**TASK BRIEF:** Please report every line from the material that contains the word "water".

**INFORMATION SHOWN:**
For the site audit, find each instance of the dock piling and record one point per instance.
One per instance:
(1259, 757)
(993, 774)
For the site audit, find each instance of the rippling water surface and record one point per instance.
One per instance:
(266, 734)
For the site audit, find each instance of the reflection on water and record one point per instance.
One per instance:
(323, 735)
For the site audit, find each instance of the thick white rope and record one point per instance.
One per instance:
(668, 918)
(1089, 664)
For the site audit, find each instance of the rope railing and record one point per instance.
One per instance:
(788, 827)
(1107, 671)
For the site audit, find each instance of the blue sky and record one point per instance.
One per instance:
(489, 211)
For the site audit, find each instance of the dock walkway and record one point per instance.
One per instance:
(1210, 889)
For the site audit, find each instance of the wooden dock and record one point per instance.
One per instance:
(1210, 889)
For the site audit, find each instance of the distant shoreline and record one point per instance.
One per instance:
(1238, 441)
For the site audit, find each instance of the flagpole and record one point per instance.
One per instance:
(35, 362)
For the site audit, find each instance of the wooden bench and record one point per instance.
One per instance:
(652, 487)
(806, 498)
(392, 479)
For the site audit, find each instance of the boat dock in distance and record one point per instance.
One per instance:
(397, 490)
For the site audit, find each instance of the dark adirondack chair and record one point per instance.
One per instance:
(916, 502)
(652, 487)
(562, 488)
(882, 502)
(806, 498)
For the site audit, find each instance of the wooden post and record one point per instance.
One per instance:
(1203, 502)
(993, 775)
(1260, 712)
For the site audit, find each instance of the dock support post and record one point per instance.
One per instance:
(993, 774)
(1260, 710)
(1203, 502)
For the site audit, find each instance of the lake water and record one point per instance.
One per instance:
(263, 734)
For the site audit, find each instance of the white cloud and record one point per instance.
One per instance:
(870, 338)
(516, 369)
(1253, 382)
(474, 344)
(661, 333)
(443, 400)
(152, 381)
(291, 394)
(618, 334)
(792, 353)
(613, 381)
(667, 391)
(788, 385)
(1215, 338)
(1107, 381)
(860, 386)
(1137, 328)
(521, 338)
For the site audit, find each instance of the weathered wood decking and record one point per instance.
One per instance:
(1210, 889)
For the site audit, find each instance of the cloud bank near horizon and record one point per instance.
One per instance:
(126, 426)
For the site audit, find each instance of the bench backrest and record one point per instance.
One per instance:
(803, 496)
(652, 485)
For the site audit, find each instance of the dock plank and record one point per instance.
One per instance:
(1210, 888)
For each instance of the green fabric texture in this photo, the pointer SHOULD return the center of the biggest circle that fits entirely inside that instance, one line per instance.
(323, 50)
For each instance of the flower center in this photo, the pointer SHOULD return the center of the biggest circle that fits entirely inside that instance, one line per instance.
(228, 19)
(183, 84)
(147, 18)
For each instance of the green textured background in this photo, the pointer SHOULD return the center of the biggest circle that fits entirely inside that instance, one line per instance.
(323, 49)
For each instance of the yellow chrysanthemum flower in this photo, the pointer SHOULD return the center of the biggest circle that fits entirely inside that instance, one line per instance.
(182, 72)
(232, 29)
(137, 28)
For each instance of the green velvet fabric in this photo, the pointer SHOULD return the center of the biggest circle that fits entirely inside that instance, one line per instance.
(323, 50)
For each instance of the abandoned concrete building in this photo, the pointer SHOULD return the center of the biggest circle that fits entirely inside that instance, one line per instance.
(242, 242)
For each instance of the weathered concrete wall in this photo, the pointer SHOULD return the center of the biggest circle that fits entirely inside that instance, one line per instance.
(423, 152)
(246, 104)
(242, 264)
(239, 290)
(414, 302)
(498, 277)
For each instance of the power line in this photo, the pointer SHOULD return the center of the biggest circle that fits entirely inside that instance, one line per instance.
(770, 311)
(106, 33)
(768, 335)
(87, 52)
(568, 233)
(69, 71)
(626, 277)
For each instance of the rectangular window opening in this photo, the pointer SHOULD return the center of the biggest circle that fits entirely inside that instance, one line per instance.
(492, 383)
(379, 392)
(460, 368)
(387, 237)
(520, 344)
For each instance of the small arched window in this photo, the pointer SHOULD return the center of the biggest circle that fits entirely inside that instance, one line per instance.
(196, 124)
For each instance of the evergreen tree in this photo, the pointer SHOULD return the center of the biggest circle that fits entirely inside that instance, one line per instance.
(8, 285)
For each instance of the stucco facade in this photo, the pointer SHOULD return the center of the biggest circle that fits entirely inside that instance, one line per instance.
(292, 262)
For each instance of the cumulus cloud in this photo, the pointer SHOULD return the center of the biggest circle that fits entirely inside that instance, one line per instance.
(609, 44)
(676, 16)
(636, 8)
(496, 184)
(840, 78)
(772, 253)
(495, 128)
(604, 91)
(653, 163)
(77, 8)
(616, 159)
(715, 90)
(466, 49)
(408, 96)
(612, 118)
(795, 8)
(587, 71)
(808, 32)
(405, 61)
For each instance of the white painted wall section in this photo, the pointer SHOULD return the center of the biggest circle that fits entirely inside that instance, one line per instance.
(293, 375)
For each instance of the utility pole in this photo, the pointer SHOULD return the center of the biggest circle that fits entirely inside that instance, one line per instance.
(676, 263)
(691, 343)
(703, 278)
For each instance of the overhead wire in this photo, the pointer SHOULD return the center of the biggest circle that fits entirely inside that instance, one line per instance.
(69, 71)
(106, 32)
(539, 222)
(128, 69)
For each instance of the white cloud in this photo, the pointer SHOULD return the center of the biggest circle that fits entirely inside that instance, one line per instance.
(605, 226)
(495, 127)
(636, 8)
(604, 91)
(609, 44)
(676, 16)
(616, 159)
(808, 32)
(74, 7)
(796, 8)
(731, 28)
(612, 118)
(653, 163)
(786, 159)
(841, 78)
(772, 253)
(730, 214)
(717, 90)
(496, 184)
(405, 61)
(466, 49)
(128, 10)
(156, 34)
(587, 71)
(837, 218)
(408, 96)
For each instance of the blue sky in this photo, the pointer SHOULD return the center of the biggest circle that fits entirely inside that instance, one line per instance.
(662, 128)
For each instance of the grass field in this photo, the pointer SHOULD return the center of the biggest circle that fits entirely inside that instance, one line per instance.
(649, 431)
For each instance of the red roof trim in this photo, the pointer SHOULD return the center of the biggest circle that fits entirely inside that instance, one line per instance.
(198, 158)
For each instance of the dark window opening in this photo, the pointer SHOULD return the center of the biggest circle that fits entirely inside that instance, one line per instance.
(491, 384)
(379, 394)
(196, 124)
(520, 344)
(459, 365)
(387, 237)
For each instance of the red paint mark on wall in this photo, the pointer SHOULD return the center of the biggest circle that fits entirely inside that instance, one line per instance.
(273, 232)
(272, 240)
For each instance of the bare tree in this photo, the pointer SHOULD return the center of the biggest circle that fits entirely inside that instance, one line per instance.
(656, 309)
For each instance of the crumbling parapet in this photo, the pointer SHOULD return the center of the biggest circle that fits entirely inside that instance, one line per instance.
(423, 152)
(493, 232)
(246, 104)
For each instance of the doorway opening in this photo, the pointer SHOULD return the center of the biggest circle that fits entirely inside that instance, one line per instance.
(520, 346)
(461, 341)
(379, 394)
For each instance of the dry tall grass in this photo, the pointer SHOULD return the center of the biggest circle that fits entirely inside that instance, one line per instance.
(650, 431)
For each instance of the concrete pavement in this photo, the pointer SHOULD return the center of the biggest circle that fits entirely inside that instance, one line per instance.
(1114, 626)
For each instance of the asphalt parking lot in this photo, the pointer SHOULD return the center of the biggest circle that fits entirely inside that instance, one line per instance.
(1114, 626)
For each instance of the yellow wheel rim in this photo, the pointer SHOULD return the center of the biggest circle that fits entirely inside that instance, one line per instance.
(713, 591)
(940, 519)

**REPLY:**
For the site audit, find each instance of the rippling water surface and record one point per instance.
For the site audit, find each instance of the reflection on water and record one point per instance.
For the site audit, find each instance of the lake water and record one point per instance.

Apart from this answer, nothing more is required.